Dataset records:
○ ○ ○ ○ ○ ○ ○
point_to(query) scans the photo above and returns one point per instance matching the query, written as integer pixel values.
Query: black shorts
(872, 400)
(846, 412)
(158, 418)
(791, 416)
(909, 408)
○ ○ ○ ○ ○ ○ ○
Instructions to follow: Write out the material above again, word for word and line for line.

In response:
point_to(query) scans the photo above and returns one point per instance matching the query, written as integer pixel values.
Query: black shorts
(872, 400)
(846, 412)
(158, 418)
(791, 416)
(909, 408)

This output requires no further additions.